### Task material

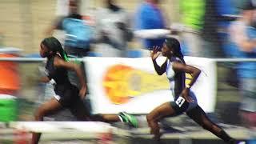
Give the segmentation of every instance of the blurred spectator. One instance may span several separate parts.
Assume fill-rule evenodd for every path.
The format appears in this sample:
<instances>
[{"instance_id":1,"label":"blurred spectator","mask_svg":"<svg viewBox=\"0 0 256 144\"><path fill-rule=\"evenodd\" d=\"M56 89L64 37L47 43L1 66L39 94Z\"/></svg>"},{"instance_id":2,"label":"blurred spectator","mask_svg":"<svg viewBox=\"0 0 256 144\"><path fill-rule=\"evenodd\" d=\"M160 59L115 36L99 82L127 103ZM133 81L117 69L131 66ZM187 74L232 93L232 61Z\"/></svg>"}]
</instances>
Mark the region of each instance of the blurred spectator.
<instances>
[{"instance_id":1,"label":"blurred spectator","mask_svg":"<svg viewBox=\"0 0 256 144\"><path fill-rule=\"evenodd\" d=\"M166 19L159 5L159 0L145 0L136 12L135 26L138 30L166 29ZM144 39L143 47L152 49L154 46L162 47L165 38Z\"/></svg>"},{"instance_id":2,"label":"blurred spectator","mask_svg":"<svg viewBox=\"0 0 256 144\"><path fill-rule=\"evenodd\" d=\"M104 0L105 7L95 14L95 51L102 56L126 56L127 42L132 38L128 13L114 0Z\"/></svg>"},{"instance_id":3,"label":"blurred spectator","mask_svg":"<svg viewBox=\"0 0 256 144\"><path fill-rule=\"evenodd\" d=\"M230 28L233 55L238 58L256 58L255 7L246 2L242 17ZM241 114L246 126L256 129L256 62L240 62L238 65L239 89L242 94ZM255 133L255 131L254 131ZM255 135L254 135L255 136Z\"/></svg>"},{"instance_id":4,"label":"blurred spectator","mask_svg":"<svg viewBox=\"0 0 256 144\"><path fill-rule=\"evenodd\" d=\"M225 0L226 3L228 0ZM224 52L222 50L222 43L224 42L220 38L219 33L220 22L225 21L224 18L221 15L219 8L219 2L216 0L205 0L206 2L206 11L203 18L202 26L202 49L203 57L206 58L217 58L224 57ZM226 4L222 2L222 4ZM231 7L230 6L226 6L226 10ZM223 12L223 11L222 11Z\"/></svg>"},{"instance_id":5,"label":"blurred spectator","mask_svg":"<svg viewBox=\"0 0 256 144\"><path fill-rule=\"evenodd\" d=\"M92 30L85 25L82 16L79 14L80 0L69 0L69 15L58 18L46 30L51 35L55 29L64 30L66 38L64 49L69 55L83 57L90 51L90 42L93 36Z\"/></svg>"},{"instance_id":6,"label":"blurred spectator","mask_svg":"<svg viewBox=\"0 0 256 144\"><path fill-rule=\"evenodd\" d=\"M188 49L188 55L204 56L202 30L204 24L206 0L180 0L181 21L185 25L182 39Z\"/></svg>"}]
</instances>

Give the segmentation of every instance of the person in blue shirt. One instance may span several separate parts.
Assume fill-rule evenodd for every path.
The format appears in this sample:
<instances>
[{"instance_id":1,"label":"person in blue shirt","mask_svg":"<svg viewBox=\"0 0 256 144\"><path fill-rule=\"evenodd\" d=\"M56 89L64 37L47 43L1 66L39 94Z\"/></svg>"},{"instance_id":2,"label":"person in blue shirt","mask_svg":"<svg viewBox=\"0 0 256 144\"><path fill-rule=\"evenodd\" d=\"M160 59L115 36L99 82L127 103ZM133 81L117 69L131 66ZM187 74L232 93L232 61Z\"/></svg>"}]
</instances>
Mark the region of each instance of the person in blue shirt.
<instances>
[{"instance_id":1,"label":"person in blue shirt","mask_svg":"<svg viewBox=\"0 0 256 144\"><path fill-rule=\"evenodd\" d=\"M162 11L158 6L158 0L146 0L139 6L136 15L135 26L138 30L165 29L166 22ZM165 38L143 39L143 47L150 50L153 46L162 46Z\"/></svg>"},{"instance_id":2,"label":"person in blue shirt","mask_svg":"<svg viewBox=\"0 0 256 144\"><path fill-rule=\"evenodd\" d=\"M246 3L242 17L230 25L230 35L234 57L256 58L256 29L251 26L254 21L255 9L252 2ZM242 94L241 115L246 126L255 130L256 62L241 62L237 65L237 69Z\"/></svg>"}]
</instances>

######

Please give again, exactly, the lines above from the one with "Give the segmentation of every instance of the person" through the final line.

Give the segmentation of every instance of the person in blue shirt. One instance may span several separate parts.
Assume fill-rule evenodd for every path.
The format appears in this sample:
<instances>
[{"instance_id":1,"label":"person in blue shirt","mask_svg":"<svg viewBox=\"0 0 256 144\"><path fill-rule=\"evenodd\" d=\"M56 89L64 37L47 43L1 66L39 94Z\"/></svg>"},{"instance_id":2,"label":"person in blue shirt","mask_svg":"<svg viewBox=\"0 0 256 144\"><path fill-rule=\"evenodd\" d=\"M160 59L115 36L99 82L127 103ZM133 81L117 69L131 66ZM187 74L232 93L232 61Z\"/></svg>"}]
</instances>
Mark the region of each instance of the person in blue shirt.
<instances>
[{"instance_id":1,"label":"person in blue shirt","mask_svg":"<svg viewBox=\"0 0 256 144\"><path fill-rule=\"evenodd\" d=\"M162 11L158 6L158 0L146 0L139 6L136 15L135 26L138 30L165 29L166 22ZM165 38L143 39L143 47L150 50L153 46L162 46Z\"/></svg>"},{"instance_id":2,"label":"person in blue shirt","mask_svg":"<svg viewBox=\"0 0 256 144\"><path fill-rule=\"evenodd\" d=\"M246 3L242 17L230 25L230 35L234 57L256 58L256 29L251 26L254 21L255 9L252 2ZM242 94L241 115L246 126L255 130L256 62L241 62L237 65L237 69Z\"/></svg>"}]
</instances>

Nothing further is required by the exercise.